_Exercise requirements_.
a - Reproduce the passage of the World Cup security article starting with "The 2018 FIFA" and going on through "be staggeringly complex.", substituting "Pyeongchang" for "Sochi".
b - Translate this sentence from the World Cup security article into Spanish: "The month-long soccer tournament will wrap up with the final at Moscow’s Luzhniki Stadium."

The 2018 FIFA World Cup Russia, which is scheduled for mid June through mid July, will include 32 national teams competing in 11 cities. The month-long soccer tournament will wrap up with the final at Moscow’s Luzhniki Stadium. With ticket requests of nearly 5 million by the end of the January 2017 sales window, the attendance is expected to be massive.

It’s predicted that World Cup attendance will dwarf that of the 2014 Winter Olympics hosted by Russia in Sochi, where some 37,000 security guards on hand. An event of the size and sprawl of a World Cup will almost certainly put Russia’s security and surveillance apparatus to a test it’s likely never seen. Add to that the threat of a potential terrorist attack from any number of malevolent actors plus 11 different host cities to protect and it becomes clear that the security monitoring requirements will be staggeringly complex.

What’s the translation for security professionals and event organizers? Security will play a vital role in ensuring the safety and enjoyment of players, tourists and residents all over Russia. City streets, sports venues, metros, hotels, airports, cafes and bars — all must be monitored for a heightened risk of violence and mayhem, whether it involve fist fights, car accidents or worse.

Here is why: Germany’s Federal Criminal Police Office projects a high risk of terror at the World Cup this year with as many as 4,500 ISIS jihadists traveling to Russia from Syria and Iraq ready to make a statement on the world’s stage. Such militants could seek to avenge Russian attacks against ISIS in Syria. Or there could be Chechens with a long-standing and simmering hatred of Russia. As recently as late last year ISIS displayed posters as part of a terror campaign targeting the event. It was a kind of jihadist call-to-terror campaign it has used to great effect in the past.

_Items_.
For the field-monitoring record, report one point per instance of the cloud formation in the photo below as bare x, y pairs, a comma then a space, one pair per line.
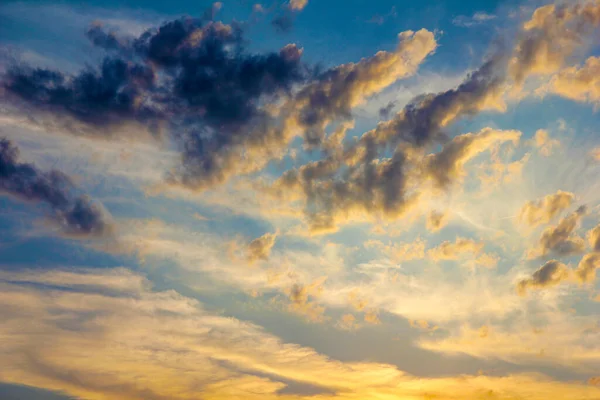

...

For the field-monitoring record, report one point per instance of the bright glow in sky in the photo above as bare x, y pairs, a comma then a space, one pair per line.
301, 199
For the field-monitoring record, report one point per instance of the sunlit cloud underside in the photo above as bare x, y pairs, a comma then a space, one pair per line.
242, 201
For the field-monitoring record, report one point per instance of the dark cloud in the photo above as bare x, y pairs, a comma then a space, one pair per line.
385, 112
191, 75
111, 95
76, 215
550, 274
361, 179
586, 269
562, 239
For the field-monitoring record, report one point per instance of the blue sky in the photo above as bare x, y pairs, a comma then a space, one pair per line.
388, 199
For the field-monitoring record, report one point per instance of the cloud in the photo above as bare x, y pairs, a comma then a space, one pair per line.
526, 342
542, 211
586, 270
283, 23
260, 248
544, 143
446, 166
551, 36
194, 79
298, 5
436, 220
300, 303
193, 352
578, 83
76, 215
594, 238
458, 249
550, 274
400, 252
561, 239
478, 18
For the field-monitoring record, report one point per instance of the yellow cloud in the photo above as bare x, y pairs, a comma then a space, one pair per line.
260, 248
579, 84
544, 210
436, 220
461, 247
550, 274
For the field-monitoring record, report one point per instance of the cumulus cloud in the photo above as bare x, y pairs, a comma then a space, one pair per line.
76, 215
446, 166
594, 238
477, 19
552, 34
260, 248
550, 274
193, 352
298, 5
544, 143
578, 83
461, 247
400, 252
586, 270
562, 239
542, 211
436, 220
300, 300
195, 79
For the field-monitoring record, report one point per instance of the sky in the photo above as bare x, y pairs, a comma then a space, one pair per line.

--

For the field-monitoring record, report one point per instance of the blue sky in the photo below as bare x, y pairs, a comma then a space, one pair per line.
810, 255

_The solutions_.
a -
The 2018 FIFA World Cup Russia, which is scheduled for mid June through mid July, will include 32 national teams competing in 11 cities. The month-long soccer tournament will wrap up with the final at Moscow’s Luzhniki Stadium. With ticket requests of nearly 5 million by the end of the January 2017 sales window, the attendance is expected to be massive.

It’s predicted that World Cup attendance will dwarf that of the 2014 Winter Olympics hosted by Russia in Pyeongchang, where some 37,000 security guards on hand. An event of the size and sprawl of a World Cup will almost certainly put Russia’s security and surveillance apparatus to a test it’s likely never seen. Add to that the threat of a potential terrorist attack from any number of malevolent actors plus 11 different host cities to protect and it becomes clear that the security monitoring requirements will be staggeringly complex.

b - El torneo de fútbol, de un mes de duración, concluirá con la final en el Estadio Luzhniki de Moscú.